> Assigned task
The response should be the data again, identical in every line.

(Material supplied begins)

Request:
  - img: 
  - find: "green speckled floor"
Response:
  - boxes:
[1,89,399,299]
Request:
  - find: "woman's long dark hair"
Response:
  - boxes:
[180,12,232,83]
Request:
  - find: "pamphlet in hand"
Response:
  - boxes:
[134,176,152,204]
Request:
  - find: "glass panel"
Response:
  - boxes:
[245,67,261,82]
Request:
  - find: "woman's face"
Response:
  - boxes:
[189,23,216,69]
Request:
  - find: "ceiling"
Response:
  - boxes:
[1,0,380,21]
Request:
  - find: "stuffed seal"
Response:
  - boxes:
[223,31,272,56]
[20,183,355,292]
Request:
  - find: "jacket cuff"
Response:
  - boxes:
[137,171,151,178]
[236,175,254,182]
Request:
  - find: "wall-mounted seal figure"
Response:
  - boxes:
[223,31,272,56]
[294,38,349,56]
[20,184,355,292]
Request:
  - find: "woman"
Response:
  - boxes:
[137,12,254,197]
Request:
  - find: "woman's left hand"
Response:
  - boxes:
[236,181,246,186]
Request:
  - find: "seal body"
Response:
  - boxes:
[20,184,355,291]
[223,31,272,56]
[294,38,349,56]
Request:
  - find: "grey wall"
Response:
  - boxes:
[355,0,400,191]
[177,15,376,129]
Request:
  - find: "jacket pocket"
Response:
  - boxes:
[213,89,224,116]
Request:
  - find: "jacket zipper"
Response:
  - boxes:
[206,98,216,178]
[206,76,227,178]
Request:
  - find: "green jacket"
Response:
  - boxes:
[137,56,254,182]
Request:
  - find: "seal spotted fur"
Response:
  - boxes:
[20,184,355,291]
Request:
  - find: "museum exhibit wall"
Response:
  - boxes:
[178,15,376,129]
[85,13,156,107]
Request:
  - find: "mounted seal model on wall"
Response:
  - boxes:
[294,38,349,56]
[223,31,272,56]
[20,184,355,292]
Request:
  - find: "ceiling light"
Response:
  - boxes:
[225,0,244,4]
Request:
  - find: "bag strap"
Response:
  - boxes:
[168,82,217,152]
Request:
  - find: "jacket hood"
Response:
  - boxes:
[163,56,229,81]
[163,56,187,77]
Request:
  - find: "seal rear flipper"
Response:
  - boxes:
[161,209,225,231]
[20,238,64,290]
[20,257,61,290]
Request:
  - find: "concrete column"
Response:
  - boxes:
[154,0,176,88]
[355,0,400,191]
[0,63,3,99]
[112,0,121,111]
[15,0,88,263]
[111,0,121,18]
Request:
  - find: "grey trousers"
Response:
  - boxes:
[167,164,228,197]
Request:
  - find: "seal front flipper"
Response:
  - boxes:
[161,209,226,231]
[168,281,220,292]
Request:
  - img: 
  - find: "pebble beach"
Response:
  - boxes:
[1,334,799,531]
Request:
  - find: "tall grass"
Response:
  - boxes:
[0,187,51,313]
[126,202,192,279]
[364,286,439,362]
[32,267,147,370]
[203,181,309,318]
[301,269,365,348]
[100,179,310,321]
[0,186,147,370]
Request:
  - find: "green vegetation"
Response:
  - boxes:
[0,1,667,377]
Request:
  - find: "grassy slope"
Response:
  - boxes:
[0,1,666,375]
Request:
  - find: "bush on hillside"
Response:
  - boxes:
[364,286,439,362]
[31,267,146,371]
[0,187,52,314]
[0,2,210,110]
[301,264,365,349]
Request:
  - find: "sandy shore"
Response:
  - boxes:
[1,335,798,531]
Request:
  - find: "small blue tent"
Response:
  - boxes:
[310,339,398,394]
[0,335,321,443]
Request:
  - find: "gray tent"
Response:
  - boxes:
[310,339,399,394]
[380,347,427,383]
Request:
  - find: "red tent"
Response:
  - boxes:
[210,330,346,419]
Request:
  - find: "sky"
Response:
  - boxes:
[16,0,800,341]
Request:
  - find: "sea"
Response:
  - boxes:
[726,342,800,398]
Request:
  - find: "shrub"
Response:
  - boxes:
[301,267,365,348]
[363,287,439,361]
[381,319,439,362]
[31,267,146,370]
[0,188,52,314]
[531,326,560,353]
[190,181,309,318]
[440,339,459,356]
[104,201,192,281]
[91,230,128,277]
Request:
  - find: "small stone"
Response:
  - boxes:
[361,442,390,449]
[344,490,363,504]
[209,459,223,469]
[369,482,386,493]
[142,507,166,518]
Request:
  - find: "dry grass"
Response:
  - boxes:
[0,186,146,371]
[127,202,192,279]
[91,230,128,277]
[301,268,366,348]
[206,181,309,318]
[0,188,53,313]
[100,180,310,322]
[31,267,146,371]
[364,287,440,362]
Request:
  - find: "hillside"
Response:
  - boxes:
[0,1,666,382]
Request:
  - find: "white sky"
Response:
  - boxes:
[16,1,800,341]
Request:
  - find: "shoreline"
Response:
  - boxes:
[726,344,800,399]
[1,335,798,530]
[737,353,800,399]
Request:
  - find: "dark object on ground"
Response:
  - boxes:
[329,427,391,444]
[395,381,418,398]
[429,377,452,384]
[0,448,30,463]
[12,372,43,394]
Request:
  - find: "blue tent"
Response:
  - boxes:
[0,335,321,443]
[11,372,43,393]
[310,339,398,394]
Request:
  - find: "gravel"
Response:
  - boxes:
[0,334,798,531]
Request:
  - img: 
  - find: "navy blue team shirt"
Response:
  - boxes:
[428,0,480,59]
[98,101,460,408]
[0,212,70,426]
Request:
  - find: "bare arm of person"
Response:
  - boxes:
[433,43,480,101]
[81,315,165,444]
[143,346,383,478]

(Material supplied ends)

> Written solution
Request:
  - img: 
  - find: "green speckled floor"
Response:
  - boxes:
[1,89,399,299]
Request:
  - find: "woman's long dark hair"
Response:
  - boxes:
[180,12,232,83]
Request:
  - find: "pamphlet in hand"
Response:
  - boxes:
[134,176,152,204]
Request:
  - find: "glass panel"
Response:
  - boxes:
[245,67,261,82]
Request:
  - find: "woman's face"
Response:
  - boxes:
[189,23,216,69]
Request:
  - find: "ceiling"
Response:
  - boxes:
[1,0,380,21]
Request:
  - find: "stuffed seal"
Response:
  - boxes:
[223,31,272,56]
[20,183,355,292]
Request:
  - find: "jacket cuff"
Response:
  - boxes:
[137,171,151,178]
[236,175,254,182]
Request:
  - find: "wall-mounted seal figure"
Response:
  - boxes:
[223,31,272,56]
[294,38,349,56]
[20,184,355,292]
Request:
  - find: "woman"
Response:
  - boxes:
[137,12,254,197]
Request:
  - find: "woman's left hand"
Response:
  - boxes:
[236,181,246,186]
Request:
  - find: "seal body"
Response:
  - boxes:
[20,184,355,291]
[223,31,272,56]
[294,38,349,56]
Request:
  - find: "grey wall"
Response:
  - boxes:
[355,0,400,191]
[177,15,376,129]
Request:
  - find: "jacket pocket"
Response:
  - boxes:
[213,89,224,116]
Request:
  - find: "jacket zipper"
Response:
  - boxes:
[206,98,216,178]
[206,76,227,178]
Request:
  - find: "green jacket"
Response:
  - boxes:
[137,56,254,182]
Request:
  - find: "seal spotted fur"
Response:
  - boxes:
[20,184,355,291]
Request:
  - find: "museum exhibit wall"
Response:
  - boxes:
[178,15,376,129]
[85,13,156,107]
Request:
  - find: "mounted seal model on wall"
Response:
  - boxes:
[294,38,349,56]
[223,31,272,56]
[20,184,355,292]
Request:
  - find: "ceiling light"
Response:
  - boxes:
[225,0,244,4]
Request:
  - find: "bag strap"
Response:
  - boxes:
[168,82,217,152]
Request:
  - find: "jacket hood"
Response:
  - boxes:
[163,56,229,81]
[163,56,187,77]
Request:
  - find: "seal rear flipper"
Response:
  - boxes:
[161,209,225,231]
[20,238,64,290]
[20,257,61,290]
Request:
  - find: "concrete column"
Response:
  - boxes:
[154,0,176,88]
[355,0,400,191]
[0,63,3,99]
[112,0,121,111]
[15,0,88,263]
[111,0,121,18]
Request:
  - find: "grey trousers"
Response:
  - boxes:
[167,164,228,197]
Request:
  - find: "seal front flipper"
Response:
  - boxes:
[161,209,226,231]
[168,281,220,292]
Request:
  - img: 
  - find: "pebble beach"
Response:
  - boxes:
[1,334,799,531]
Request:
  - find: "tall grass"
Response:
  - boxes:
[0,187,51,313]
[126,202,192,279]
[364,286,439,362]
[32,267,147,370]
[203,181,309,318]
[301,269,365,348]
[100,179,310,321]
[0,186,147,370]
Request:
  - find: "green vegetation"
Response:
  - boxes:
[0,1,667,377]
Request:
  - find: "grassy slope"
Response:
  - boxes:
[0,1,666,375]
Request:
  - find: "bush on hillside"
Response:
  - boxes:
[364,286,439,362]
[31,267,146,371]
[0,187,52,314]
[0,2,210,110]
[301,264,365,349]
Request:
  - find: "sandy shore"
Response:
  - boxes:
[1,335,798,531]
Request:
  - find: "small blue tent"
Response:
  - boxes:
[310,339,398,394]
[0,335,321,443]
Request:
  - find: "gray tent"
Response:
  - boxes:
[310,339,399,394]
[380,347,427,383]
Request:
  - find: "red tent"
Response:
  - boxes:
[210,330,346,419]
Request:
  - find: "sky"
Response:
  - boxes:
[16,0,800,341]
Request:
  - find: "sea"
Response:
  - boxes:
[726,342,800,398]
Request:
  - find: "shrub"
Response:
  - boxes:
[301,267,365,348]
[363,287,439,361]
[381,319,439,362]
[31,267,146,370]
[0,188,52,314]
[531,326,560,353]
[190,181,309,318]
[440,339,459,356]
[104,201,192,281]
[91,230,128,277]
Request:
  - find: "small stone"
Response:
  - boxes:
[361,442,390,449]
[344,490,363,504]
[209,459,223,469]
[369,482,386,493]
[142,507,166,518]
Request:
  - find: "dry grass"
Response:
  - boxes:
[0,186,146,371]
[127,202,192,279]
[91,230,128,277]
[301,268,366,348]
[206,181,309,318]
[0,188,53,313]
[100,180,310,322]
[31,267,146,371]
[364,287,440,362]
Request:
  - find: "hillside"
Response:
  - boxes:
[0,1,666,382]
Request:
  - find: "white sky"
Response:
  - boxes:
[16,1,800,341]
Request:
  - find: "shoreline"
Response:
  - boxes:
[726,344,800,399]
[1,335,798,530]
[737,353,800,399]
Request:
  - find: "dark object on ground"
Response:
  - boxes:
[329,427,391,444]
[395,381,418,398]
[429,377,452,384]
[0,448,30,463]
[12,372,43,394]
Request:
  - find: "blue tent"
Response:
  - boxes:
[0,335,321,443]
[11,372,43,393]
[310,339,398,394]
Request:
  - find: "gravel"
Response:
  - boxes:
[0,334,798,531]
Request:
  - img: 
  - find: "navy blue team shirt"
Response:
  - boxes:
[428,0,480,59]
[98,101,460,408]
[0,212,70,426]
Request:
  - find: "bare arm of person"
Response:
  - boxes:
[433,43,480,101]
[81,315,165,444]
[143,346,383,478]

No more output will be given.